[Collected data]
********************
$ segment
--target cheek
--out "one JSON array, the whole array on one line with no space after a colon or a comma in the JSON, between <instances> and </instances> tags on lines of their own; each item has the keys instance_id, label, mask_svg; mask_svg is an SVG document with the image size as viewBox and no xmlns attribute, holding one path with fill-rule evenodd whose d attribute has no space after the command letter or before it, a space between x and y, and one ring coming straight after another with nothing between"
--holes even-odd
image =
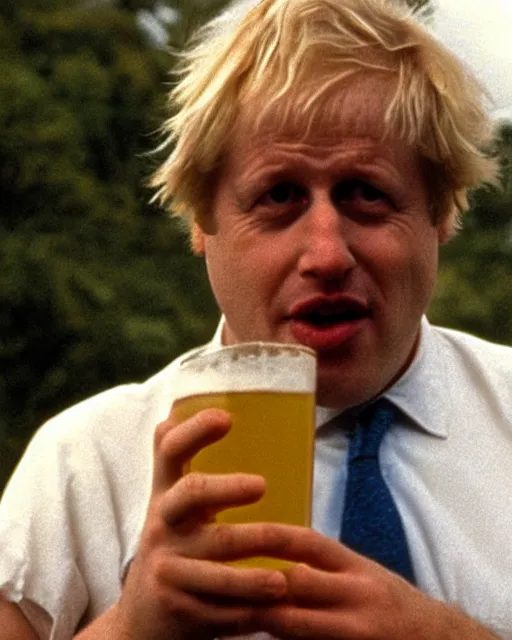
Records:
<instances>
[{"instance_id":1,"label":"cheek","mask_svg":"<svg viewBox=\"0 0 512 640\"><path fill-rule=\"evenodd\" d=\"M242 315L263 297L267 265L247 243L206 236L205 261L210 285L223 313Z\"/></svg>"},{"instance_id":2,"label":"cheek","mask_svg":"<svg viewBox=\"0 0 512 640\"><path fill-rule=\"evenodd\" d=\"M438 242L429 227L407 234L385 233L366 238L361 262L383 298L403 310L426 307L437 275Z\"/></svg>"},{"instance_id":3,"label":"cheek","mask_svg":"<svg viewBox=\"0 0 512 640\"><path fill-rule=\"evenodd\" d=\"M212 291L232 330L245 338L257 339L259 331L274 339L266 331L297 288L290 243L282 237L276 241L272 234L222 241L207 236L205 248Z\"/></svg>"},{"instance_id":4,"label":"cheek","mask_svg":"<svg viewBox=\"0 0 512 640\"><path fill-rule=\"evenodd\" d=\"M412 262L416 265L419 284L423 284L429 297L437 278L439 261L438 229L431 225L423 234L417 235L417 240L411 248Z\"/></svg>"},{"instance_id":5,"label":"cheek","mask_svg":"<svg viewBox=\"0 0 512 640\"><path fill-rule=\"evenodd\" d=\"M438 265L437 243L415 245L407 264L408 269L405 267L404 271L408 272L408 279L404 287L408 295L404 295L404 298L408 299L411 318L414 318L427 311L434 291ZM409 311L406 310L406 313Z\"/></svg>"},{"instance_id":6,"label":"cheek","mask_svg":"<svg viewBox=\"0 0 512 640\"><path fill-rule=\"evenodd\" d=\"M236 257L232 255L232 247L224 247L222 242L211 236L205 236L204 257L210 285L220 304L230 282L238 275Z\"/></svg>"}]
</instances>

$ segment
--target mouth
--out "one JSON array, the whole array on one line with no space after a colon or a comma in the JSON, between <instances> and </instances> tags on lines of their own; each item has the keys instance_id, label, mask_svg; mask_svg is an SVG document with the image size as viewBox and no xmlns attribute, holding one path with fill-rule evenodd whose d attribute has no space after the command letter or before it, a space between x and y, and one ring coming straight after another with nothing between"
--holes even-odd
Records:
<instances>
[{"instance_id":1,"label":"mouth","mask_svg":"<svg viewBox=\"0 0 512 640\"><path fill-rule=\"evenodd\" d=\"M371 315L368 303L355 296L319 296L295 305L289 320L296 340L323 350L350 340Z\"/></svg>"}]
</instances>

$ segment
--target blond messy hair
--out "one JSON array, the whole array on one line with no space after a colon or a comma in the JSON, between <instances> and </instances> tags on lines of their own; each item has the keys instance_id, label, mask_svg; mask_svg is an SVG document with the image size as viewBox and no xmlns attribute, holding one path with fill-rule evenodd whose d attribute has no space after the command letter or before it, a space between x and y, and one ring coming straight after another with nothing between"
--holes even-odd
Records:
<instances>
[{"instance_id":1,"label":"blond messy hair","mask_svg":"<svg viewBox=\"0 0 512 640\"><path fill-rule=\"evenodd\" d=\"M254 130L293 113L307 130L332 90L362 73L387 74L387 135L424 159L434 223L453 233L468 190L492 181L485 93L418 17L393 0L246 0L201 28L181 55L165 123L172 149L154 174L155 198L208 227L216 176L240 114ZM332 105L331 105L332 106Z\"/></svg>"}]
</instances>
********************
- **Try it**: Across the data above, how many lines include the word "target"? Give only the count.

- **Exercise output**: 3